* **Records for the task**:
******
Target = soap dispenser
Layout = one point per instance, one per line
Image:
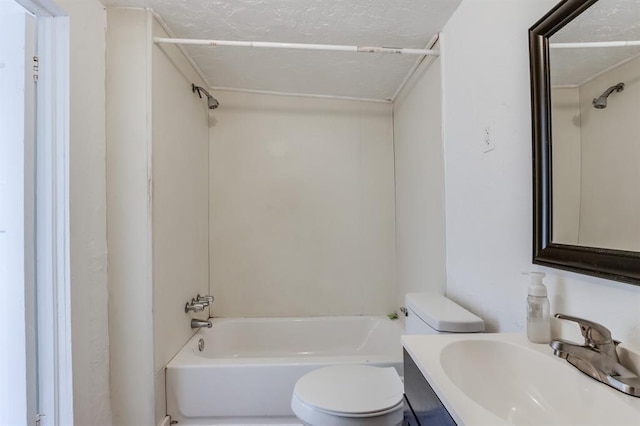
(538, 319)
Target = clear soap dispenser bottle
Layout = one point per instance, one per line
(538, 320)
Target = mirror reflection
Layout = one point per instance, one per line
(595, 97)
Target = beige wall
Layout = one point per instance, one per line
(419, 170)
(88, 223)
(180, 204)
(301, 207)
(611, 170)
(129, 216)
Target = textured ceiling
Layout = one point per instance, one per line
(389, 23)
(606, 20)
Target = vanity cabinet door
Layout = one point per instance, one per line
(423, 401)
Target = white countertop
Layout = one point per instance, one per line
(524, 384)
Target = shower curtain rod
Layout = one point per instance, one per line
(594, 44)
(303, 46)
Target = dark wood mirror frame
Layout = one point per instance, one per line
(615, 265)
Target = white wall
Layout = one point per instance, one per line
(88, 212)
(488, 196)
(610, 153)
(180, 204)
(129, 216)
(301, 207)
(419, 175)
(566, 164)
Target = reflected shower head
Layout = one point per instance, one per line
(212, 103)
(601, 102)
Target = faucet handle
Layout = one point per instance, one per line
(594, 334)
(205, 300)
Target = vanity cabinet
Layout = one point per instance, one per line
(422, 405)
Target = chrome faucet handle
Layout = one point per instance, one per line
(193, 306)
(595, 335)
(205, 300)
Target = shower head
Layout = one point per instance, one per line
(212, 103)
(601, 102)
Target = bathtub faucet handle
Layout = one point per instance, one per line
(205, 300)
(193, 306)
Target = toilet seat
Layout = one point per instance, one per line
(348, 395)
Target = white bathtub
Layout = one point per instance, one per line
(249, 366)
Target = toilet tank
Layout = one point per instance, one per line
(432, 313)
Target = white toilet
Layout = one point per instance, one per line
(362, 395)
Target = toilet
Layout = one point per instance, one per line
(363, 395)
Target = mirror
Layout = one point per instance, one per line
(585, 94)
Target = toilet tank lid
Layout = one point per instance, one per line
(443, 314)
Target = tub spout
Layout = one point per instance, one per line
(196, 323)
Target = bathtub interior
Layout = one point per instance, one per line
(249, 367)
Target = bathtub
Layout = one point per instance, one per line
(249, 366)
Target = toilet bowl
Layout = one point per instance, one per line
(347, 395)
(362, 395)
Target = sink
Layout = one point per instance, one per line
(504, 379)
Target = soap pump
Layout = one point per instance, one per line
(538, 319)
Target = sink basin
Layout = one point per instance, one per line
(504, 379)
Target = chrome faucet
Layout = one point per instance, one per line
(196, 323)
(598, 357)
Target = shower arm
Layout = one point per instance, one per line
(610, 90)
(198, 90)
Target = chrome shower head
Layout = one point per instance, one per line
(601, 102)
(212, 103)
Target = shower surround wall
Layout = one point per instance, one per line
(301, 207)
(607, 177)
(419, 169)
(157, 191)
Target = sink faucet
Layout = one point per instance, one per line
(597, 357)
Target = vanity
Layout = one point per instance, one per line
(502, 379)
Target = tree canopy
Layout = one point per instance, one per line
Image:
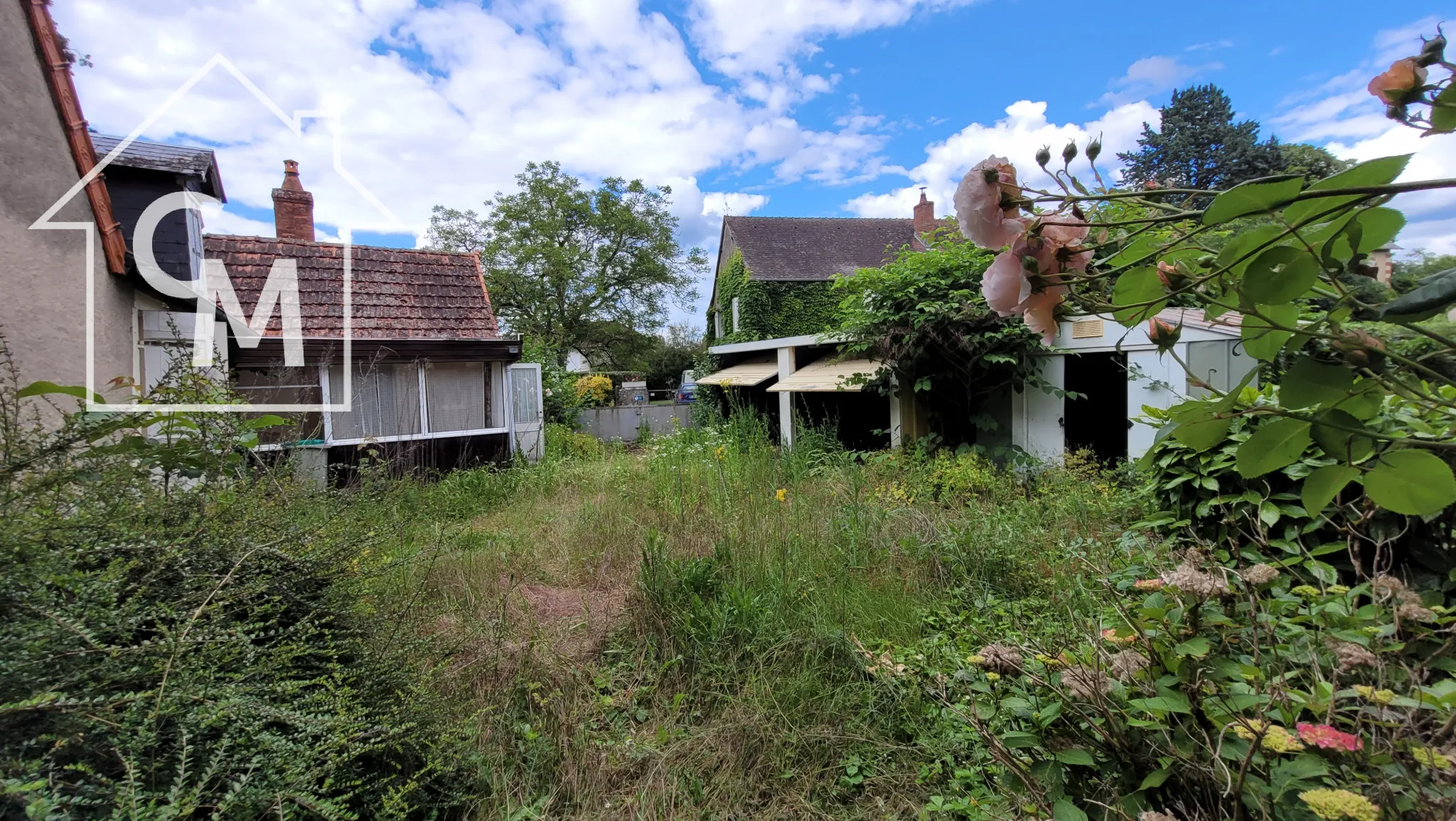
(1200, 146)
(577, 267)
******
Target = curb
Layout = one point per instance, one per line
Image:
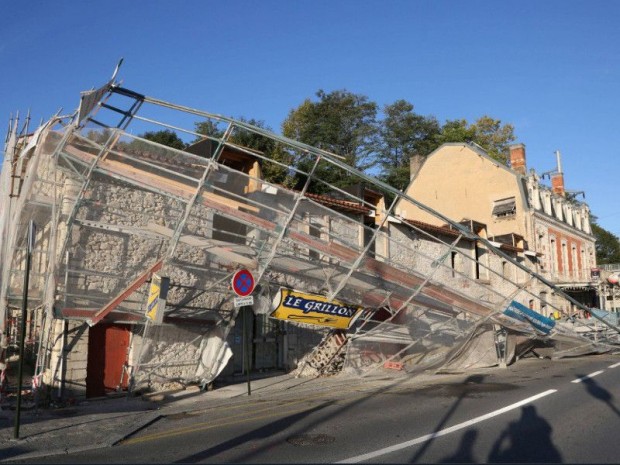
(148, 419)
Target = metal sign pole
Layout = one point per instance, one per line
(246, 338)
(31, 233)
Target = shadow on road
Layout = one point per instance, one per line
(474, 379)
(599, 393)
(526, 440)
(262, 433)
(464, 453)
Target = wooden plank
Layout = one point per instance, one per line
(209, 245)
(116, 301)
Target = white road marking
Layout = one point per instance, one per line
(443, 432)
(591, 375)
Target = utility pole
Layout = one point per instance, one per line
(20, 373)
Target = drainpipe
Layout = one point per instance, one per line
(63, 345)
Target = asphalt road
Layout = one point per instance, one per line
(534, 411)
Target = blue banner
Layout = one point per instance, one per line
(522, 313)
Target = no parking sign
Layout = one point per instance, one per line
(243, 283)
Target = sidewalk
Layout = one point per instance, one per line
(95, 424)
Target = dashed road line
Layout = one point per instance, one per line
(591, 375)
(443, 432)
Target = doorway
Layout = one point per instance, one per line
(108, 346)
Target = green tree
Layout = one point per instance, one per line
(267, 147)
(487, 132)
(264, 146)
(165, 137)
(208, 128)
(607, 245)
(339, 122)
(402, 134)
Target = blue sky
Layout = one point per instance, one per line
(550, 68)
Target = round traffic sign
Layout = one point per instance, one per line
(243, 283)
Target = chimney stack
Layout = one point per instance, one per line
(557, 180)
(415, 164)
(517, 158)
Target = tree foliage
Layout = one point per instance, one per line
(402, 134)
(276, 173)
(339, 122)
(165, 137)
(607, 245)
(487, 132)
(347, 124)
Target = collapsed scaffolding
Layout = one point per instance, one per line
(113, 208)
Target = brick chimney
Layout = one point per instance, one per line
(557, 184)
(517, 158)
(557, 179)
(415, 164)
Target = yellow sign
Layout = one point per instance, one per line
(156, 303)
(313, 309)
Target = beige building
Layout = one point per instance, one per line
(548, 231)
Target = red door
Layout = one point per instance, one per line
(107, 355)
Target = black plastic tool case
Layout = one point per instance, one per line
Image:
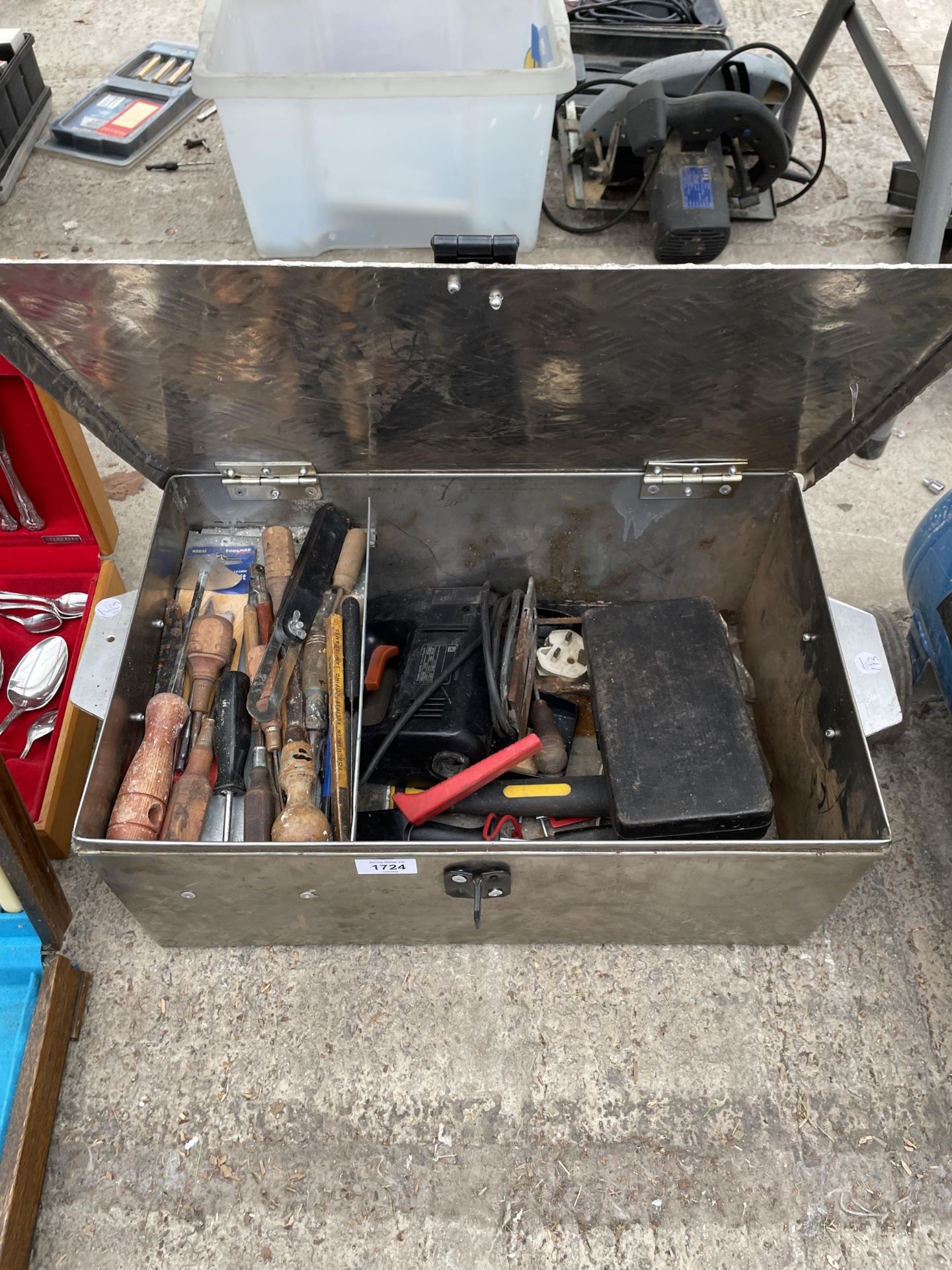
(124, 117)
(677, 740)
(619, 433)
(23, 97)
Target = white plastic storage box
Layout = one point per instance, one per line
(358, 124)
******
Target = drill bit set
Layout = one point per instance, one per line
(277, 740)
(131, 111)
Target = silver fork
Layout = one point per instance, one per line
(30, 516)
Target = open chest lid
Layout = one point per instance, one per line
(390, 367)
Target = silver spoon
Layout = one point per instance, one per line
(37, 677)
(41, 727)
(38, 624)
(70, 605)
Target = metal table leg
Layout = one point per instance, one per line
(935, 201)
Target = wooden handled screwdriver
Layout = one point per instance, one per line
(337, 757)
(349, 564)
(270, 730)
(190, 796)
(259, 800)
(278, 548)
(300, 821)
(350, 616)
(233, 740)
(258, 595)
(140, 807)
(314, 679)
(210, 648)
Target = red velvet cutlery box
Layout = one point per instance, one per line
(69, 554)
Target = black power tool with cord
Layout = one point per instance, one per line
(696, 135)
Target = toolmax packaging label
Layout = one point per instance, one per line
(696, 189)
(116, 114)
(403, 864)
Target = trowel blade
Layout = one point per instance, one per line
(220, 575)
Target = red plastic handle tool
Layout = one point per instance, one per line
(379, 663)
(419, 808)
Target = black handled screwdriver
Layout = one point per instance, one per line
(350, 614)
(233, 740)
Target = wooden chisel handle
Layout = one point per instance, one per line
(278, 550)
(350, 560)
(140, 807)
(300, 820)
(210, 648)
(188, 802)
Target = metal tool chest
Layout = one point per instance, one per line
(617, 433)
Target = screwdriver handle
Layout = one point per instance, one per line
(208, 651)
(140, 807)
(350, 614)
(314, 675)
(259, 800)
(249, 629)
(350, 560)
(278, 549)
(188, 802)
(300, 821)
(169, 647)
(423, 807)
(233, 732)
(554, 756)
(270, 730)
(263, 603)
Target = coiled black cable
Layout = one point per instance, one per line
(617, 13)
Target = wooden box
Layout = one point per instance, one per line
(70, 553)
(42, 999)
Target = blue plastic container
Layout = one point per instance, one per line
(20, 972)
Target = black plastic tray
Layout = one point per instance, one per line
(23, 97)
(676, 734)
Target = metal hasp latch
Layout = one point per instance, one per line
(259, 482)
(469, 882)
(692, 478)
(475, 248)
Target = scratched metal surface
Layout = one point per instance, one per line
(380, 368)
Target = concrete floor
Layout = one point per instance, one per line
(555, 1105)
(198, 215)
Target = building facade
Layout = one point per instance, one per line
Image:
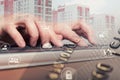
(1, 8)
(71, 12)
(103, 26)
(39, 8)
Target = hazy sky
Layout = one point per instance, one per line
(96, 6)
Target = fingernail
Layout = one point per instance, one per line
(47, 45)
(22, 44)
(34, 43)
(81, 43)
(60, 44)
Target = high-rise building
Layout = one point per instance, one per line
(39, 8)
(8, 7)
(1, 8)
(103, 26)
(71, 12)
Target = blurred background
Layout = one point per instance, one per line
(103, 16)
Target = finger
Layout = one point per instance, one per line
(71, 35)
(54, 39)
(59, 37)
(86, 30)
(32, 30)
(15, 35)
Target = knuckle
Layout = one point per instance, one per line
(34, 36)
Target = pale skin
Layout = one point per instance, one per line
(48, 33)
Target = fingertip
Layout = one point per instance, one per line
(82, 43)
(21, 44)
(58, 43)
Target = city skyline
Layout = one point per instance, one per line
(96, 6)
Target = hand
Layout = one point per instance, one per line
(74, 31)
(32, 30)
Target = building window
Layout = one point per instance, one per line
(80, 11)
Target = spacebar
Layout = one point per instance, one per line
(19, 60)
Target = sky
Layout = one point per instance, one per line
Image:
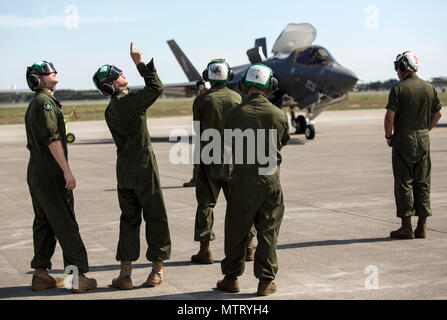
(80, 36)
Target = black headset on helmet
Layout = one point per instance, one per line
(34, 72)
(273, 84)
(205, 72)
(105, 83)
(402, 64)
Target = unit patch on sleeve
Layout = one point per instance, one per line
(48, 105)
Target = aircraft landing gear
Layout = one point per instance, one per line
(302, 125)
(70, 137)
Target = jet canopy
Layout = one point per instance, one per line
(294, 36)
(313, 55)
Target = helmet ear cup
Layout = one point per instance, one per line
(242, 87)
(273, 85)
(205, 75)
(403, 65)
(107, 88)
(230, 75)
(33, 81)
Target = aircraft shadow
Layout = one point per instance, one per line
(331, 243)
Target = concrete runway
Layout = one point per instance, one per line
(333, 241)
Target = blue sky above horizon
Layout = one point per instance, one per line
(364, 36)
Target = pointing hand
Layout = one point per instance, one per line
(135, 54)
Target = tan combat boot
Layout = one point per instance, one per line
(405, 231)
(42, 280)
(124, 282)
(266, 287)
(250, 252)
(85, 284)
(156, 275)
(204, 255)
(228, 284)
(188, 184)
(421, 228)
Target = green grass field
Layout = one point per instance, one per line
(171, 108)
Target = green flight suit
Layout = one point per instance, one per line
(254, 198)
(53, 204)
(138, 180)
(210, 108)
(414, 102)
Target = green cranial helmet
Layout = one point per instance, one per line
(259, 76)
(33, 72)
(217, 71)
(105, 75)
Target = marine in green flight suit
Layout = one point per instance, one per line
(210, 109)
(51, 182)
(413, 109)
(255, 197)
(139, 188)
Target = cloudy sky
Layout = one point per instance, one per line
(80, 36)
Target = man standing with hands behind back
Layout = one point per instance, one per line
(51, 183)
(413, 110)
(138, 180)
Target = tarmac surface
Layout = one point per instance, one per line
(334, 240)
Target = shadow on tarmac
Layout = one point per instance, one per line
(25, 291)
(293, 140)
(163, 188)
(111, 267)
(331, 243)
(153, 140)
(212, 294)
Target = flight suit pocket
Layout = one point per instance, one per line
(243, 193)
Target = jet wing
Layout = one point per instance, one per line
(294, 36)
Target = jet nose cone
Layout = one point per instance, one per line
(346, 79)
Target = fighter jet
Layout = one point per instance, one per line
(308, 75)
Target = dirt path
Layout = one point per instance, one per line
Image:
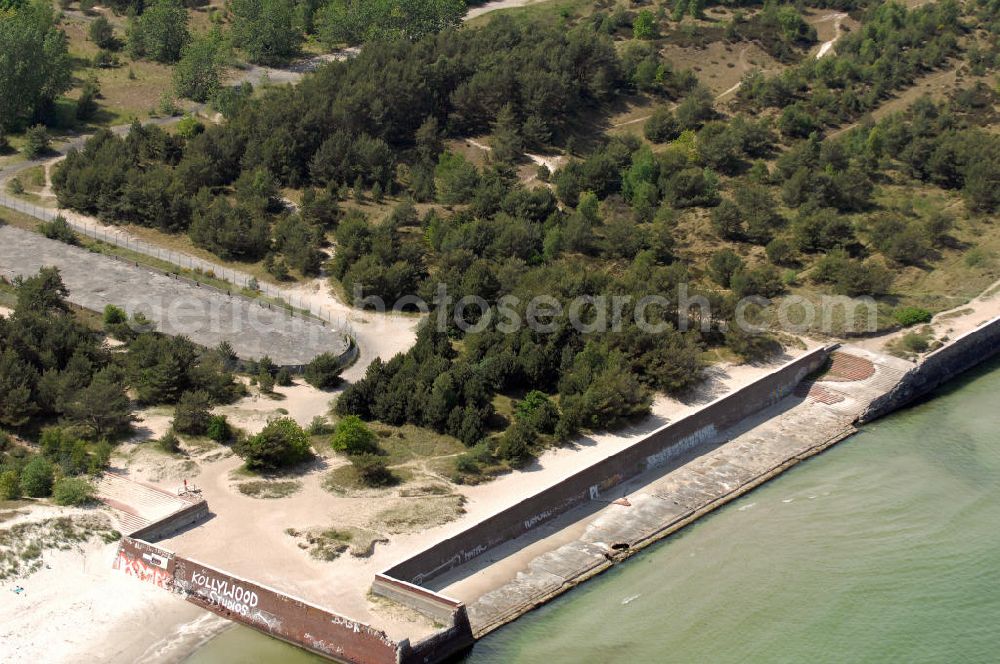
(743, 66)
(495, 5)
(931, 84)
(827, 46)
******
Return every line of the entries that contains the string "surface".

Target = scratched metal surface
Target = tarmac surface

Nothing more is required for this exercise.